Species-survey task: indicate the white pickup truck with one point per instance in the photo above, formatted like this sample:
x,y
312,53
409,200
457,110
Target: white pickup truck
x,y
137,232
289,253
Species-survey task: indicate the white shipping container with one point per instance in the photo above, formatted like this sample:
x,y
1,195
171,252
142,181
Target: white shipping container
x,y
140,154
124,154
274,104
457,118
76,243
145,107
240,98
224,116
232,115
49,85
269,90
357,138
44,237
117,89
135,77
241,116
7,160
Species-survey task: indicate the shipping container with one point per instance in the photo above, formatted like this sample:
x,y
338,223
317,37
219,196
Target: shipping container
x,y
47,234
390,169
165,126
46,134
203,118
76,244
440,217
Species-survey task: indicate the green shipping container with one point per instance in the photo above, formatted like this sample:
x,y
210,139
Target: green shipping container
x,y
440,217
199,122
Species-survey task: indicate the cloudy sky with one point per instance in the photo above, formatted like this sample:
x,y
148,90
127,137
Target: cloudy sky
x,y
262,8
•••••
With the line containing "Target: white shipping container" as the start and the last line of the entries as the end, print that whole span exactly.

Target: white shipping container
x,y
140,154
124,154
274,104
457,118
76,243
145,107
240,98
224,116
232,115
49,85
269,90
357,138
44,237
117,89
135,77
241,116
7,160
Species-survey task: indicate the shipping container with one point per instance in the photo above, formatted like this sample:
x,y
338,223
317,37
219,196
Target: shipping container
x,y
47,234
390,169
165,126
46,134
203,118
76,244
440,217
Species-survey task: indicate the green shipping container with one point per instance in the photo above, formatted like this sample:
x,y
210,139
Target: green shipping container
x,y
440,217
199,122
Species-survey task: indicate the cloudy sky with one point per instance in the photo above, formatted like this sample:
x,y
148,90
127,137
Target: cloudy sky
x,y
262,8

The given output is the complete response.